What the task requires: Write out the listing beneath this instruction in its entirety, exactly as it reads.

Items listed in a dataset
-------------------------

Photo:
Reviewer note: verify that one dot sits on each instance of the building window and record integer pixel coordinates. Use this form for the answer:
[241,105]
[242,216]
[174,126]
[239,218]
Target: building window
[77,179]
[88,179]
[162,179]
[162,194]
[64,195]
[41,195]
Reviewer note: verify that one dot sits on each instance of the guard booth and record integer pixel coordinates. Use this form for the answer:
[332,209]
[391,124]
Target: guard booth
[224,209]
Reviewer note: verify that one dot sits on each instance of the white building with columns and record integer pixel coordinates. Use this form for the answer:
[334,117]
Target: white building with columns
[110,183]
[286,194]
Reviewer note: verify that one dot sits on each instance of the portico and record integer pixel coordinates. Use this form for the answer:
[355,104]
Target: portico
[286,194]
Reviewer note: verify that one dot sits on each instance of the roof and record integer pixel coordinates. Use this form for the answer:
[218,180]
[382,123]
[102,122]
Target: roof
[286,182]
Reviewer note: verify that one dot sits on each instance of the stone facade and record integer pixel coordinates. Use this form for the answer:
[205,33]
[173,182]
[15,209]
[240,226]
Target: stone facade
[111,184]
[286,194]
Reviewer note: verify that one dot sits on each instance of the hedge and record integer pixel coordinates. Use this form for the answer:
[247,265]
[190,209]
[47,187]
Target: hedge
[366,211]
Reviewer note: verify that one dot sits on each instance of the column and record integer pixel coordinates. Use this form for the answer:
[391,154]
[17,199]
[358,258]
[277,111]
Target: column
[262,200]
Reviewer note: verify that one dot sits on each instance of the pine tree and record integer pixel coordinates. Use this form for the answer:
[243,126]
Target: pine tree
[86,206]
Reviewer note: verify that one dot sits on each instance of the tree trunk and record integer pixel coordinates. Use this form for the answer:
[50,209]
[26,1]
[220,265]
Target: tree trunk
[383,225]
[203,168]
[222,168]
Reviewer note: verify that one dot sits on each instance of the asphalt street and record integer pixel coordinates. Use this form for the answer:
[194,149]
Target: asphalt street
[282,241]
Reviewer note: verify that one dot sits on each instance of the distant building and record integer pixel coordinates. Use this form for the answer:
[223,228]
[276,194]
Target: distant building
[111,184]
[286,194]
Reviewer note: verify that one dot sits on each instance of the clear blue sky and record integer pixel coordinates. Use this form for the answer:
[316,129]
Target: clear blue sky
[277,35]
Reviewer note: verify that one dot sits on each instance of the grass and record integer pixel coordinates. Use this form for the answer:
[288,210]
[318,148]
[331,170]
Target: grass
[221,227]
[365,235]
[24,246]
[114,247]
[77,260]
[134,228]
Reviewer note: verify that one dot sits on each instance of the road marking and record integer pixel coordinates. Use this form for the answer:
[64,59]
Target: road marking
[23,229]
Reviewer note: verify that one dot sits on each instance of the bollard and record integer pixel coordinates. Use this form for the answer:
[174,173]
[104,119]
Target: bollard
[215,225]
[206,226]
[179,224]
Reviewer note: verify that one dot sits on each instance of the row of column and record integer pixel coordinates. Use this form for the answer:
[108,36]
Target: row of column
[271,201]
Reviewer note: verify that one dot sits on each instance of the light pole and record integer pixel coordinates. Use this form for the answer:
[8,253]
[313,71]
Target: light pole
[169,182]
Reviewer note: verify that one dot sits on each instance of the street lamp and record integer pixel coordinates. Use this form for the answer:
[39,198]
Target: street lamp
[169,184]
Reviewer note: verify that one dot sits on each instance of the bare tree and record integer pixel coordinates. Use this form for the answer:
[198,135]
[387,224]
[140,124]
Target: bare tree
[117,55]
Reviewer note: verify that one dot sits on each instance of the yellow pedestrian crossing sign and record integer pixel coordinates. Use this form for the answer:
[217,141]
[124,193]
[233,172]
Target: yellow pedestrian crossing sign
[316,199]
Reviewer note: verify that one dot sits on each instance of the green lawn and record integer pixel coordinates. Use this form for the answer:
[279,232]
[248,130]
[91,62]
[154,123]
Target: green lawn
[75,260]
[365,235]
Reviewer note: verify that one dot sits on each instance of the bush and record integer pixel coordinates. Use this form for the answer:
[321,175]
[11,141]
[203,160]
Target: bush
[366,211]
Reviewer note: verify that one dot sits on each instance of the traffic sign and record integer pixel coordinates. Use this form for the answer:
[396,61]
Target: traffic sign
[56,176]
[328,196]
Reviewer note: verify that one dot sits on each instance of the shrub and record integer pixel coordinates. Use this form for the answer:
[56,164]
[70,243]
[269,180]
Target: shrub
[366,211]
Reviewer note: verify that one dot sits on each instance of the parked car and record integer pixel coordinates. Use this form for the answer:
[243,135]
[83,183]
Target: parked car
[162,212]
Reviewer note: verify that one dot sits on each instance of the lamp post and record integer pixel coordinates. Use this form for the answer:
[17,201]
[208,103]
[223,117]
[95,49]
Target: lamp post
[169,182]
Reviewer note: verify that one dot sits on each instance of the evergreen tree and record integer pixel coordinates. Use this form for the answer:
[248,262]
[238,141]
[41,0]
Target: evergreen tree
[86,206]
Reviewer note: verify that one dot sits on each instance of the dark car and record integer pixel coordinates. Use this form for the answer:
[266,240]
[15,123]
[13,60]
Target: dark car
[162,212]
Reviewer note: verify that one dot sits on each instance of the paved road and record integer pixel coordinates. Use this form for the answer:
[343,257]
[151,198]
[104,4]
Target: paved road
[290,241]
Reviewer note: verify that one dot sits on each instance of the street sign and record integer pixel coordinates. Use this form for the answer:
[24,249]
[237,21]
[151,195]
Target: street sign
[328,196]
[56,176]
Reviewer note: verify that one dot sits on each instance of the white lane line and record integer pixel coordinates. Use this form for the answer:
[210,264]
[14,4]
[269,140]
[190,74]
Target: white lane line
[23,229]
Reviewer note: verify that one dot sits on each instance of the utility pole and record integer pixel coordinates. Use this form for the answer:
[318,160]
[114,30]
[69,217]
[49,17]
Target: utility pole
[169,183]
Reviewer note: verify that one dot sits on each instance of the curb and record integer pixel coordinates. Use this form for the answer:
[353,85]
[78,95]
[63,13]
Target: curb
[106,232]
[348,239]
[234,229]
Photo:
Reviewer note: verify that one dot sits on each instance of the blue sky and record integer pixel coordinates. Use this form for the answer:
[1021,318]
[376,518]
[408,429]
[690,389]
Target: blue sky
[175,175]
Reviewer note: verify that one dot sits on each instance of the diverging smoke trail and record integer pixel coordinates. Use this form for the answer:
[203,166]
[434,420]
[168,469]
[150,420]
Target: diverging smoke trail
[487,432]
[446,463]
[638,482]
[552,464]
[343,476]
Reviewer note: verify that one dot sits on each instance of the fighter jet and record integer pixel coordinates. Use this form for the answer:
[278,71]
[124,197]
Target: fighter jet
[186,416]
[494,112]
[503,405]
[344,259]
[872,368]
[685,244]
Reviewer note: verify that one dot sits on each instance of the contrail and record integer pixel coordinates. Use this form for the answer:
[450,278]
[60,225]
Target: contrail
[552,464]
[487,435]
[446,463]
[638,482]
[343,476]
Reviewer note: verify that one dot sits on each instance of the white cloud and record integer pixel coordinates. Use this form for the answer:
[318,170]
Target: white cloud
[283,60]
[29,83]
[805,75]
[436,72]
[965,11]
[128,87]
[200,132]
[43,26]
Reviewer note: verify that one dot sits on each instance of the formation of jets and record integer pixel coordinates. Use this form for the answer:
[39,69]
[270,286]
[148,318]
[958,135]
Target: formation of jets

-------------------------

Response to this task:
Photo:
Reviewer note: verify that one dot sits on each instance of the building window and record integer pixel coordinates. Use this form for the answer:
[241,105]
[242,216]
[174,126]
[239,218]
Target: building window
[77,179]
[88,179]
[162,179]
[162,194]
[64,195]
[41,195]
Reviewer note: verify that one dot sits on each instance of the guard booth and record integer pixel coordinates. Use this form for the answer:
[332,209]
[391,124]
Target: guard booth
[224,209]
Reviewer note: verify that one dot sits on each instance of the white building with columns and record integer pixel coordinates. Use this form for the answer:
[334,117]
Target: white building with columns
[110,183]
[286,194]
Reviewer note: verify that one dot sits on each instance of the portico and record integer pixel coordinates. Use this form for the answer:
[355,104]
Target: portico
[286,194]
Reviewer note: verify that one dot sits on each instance of the roof and record integer pixel coordinates. Use this form for the answer:
[218,180]
[382,123]
[102,122]
Target: roof
[286,182]
Reviewer note: verify that one dot sits on each instance of the stone facade and record integer pixel coordinates. Use this form for the answer:
[205,33]
[173,182]
[15,209]
[240,226]
Target: stone facade
[111,184]
[286,194]
Reviewer note: verify that one dot sits on each instance of the hedge and record integer pixel coordinates. Use this form for the answer:
[247,265]
[190,209]
[47,187]
Target: hedge
[366,211]
Reviewer note: verify that one dot sits on each instance of the column and record integer pixel coordinates. Use this form for the answer:
[391,154]
[17,199]
[358,258]
[277,111]
Target: column
[262,200]
Reviewer note: verify that one dot sits on each instance of the pine tree and record integer pixel coordinates. Use this form for the answer:
[243,126]
Target: pine tree
[86,206]
Reviewer note: verify that one dot sits on each instance of the tree trunk and record integer pixel coordinates. Use this form for the answer:
[50,209]
[26,1]
[220,265]
Target: tree trunk
[383,225]
[203,168]
[222,168]
Reviewer note: verify that one dot sits on each instance of the asphalt street and record integer pixel coordinates. Use this form for the answer:
[194,149]
Target: asphalt street
[282,241]
Reviewer note: verify that one dot sits on each instance of the distant building and record integer pixel coordinates. Use this form for the answer:
[223,228]
[276,194]
Target: distant building
[111,184]
[286,194]
Reviewer note: verify that one dot sits on each instance of the clear blue sky and record integer pixel coordinates. Use this form for the answer:
[316,129]
Target: clear blue sky
[277,35]
Reviewer note: verify that one dot sits on each instance of the grass and record integer pixel coordinates. Use this form for the answer:
[288,210]
[318,148]
[331,170]
Target: grass
[221,227]
[365,235]
[24,246]
[114,247]
[77,260]
[134,228]
Reviewer note: verify that one dot sits on each instance of the road marking and record integer pixel coordinates. Use this form for the answer:
[64,59]
Target: road marking
[23,229]
Reviewer note: verify that one dot sits on each instance of the bollard and record integer pixel coordinates. Use this form for the answer:
[174,173]
[104,119]
Target: bollard
[215,225]
[206,226]
[179,224]
Reviewer note: verify that one dot sits on each instance of the row of column and record integer pixel coordinates. Use this form for the answer:
[108,36]
Target: row of column
[271,201]
Reviewer note: verify that one dot sits on each instance of the light pole and record integer pixel coordinates. Use this form for the answer:
[8,253]
[313,71]
Target: light pole
[169,182]
Reviewer note: verify that one dot sits on each instance of the street lamp and record integer pixel coordinates. Use this form for the answer:
[39,198]
Target: street lamp
[169,184]
Reviewer note: verify that one dot sits on each instance of the bare tree and record integer pixel coordinates. Use this form for the answer:
[198,135]
[387,224]
[140,124]
Target: bare tree
[117,55]
Reviewer note: verify that one dot sits on each instance of the yellow pedestrian crossing sign and record integer pixel coordinates. Use this form for the answer:
[217,141]
[124,193]
[233,172]
Target: yellow pedestrian crossing sign
[316,199]
Reviewer note: verify that one dot sits on each instance of the green lawn and record integer pixel coordinates. Use this form for the answer:
[279,232]
[248,130]
[91,62]
[154,123]
Target: green lawn
[75,260]
[365,235]
Reviewer note: verify that one dot sits on each instance of the bush and record integer pixel coordinates. Use this form for the answer:
[321,175]
[11,141]
[203,160]
Target: bush
[366,211]
Reviewer note: verify that one dot sits on each instance of the traffic sign and record integer pixel coordinates. Use this form for the answer:
[396,61]
Target: traffic sign
[56,176]
[328,196]
Reviewer note: verify that one dot sits on each instance of the shrub and record integer pixel coordinates. Use this form for the answer:
[56,164]
[70,243]
[269,180]
Target: shrub
[366,211]
Reviewer note: verify that one dot sits on each instance of the parked car and record integer pixel coordinates. Use this form for the answer:
[243,135]
[83,183]
Target: parked car
[162,212]
Reviewer note: verify that one dot sits on each instance of the lamp post and record integer pixel coordinates. Use this form for the answer:
[17,201]
[208,103]
[223,117]
[95,49]
Target: lamp post
[169,182]
Reviewer note: verify that one dot sits on each instance of the evergreen tree and record integer pixel coordinates. Use this form for the answer:
[248,262]
[238,141]
[41,0]
Target: evergreen tree
[86,206]
Reviewer note: verify that one dot sits on each instance of the dark car and record integer pixel coordinates. Use this form for the answer:
[266,240]
[15,123]
[13,60]
Target: dark car
[162,212]
Reviewer note: verify that one dot sits on each instance of the paved road and record integer pixel coordinates. Use this form for the answer:
[343,257]
[151,198]
[104,4]
Target: paved road
[290,241]
Reviewer note: verify that one dot sits on each instance of the street sign and record integer pixel coordinates. Use this form for the answer:
[24,249]
[237,21]
[151,195]
Target: street sign
[328,196]
[56,176]
Reviewer note: verify that one dot sits on each instance of the white lane line and record integer pixel coordinates. Use this form for the answer:
[210,264]
[14,4]
[269,140]
[190,74]
Target: white lane line
[23,229]
Reviewer note: verify that one dot sits on each instance of the utility pole and record integer pixel coordinates. Use this form for the answer:
[318,160]
[114,30]
[69,217]
[49,17]
Target: utility pole
[169,183]
Reviewer note: verify that one dot sits on each instance of the curb and record integer pixel coordinates. Use this form for the answer:
[353,85]
[78,95]
[63,13]
Target: curb
[106,232]
[348,239]
[234,229]
Photo:
Reviewer note: verify that one dot sits on each instance of the blue sky and record integer pixel coordinates. Use this form for the answer:
[1021,318]
[376,518]
[408,429]
[690,389]
Target: blue sky
[175,175]
Reviewer note: verify that one dot sits on each instance of the diverging smoke trail and record integer pixel coordinates. Use this form for the answer:
[203,166]
[434,420]
[168,469]
[150,420]
Target: diverging smoke trail
[487,432]
[446,463]
[638,482]
[552,464]
[343,476]
Reviewer note: verify that one dot sits on each instance of the fighter jet and record integer pixel coordinates. Use this form for the answer:
[278,71]
[124,197]
Target: fighter jet
[186,416]
[494,112]
[503,405]
[344,259]
[872,368]
[685,244]
Reviewer note: verify that one dot sits on each instance of the contrail and record integer pixel coordinates. Use this form for the answer:
[450,278]
[60,225]
Target: contrail
[552,464]
[487,435]
[446,463]
[638,482]
[343,476]
Reviewer note: verify that one dot sits on each instance of the white cloud and record integer pixel coordinates. Use this form for the answer:
[318,170]
Target: white cloud
[283,60]
[29,83]
[805,75]
[436,72]
[965,11]
[128,87]
[200,132]
[43,26]
Reviewer note: verify that one dot sits on each instance of the formation of jets and record integer pixel coordinates. Use this form for the answer:
[39,69]
[270,286]
[148,318]
[958,135]
Target: formation of jets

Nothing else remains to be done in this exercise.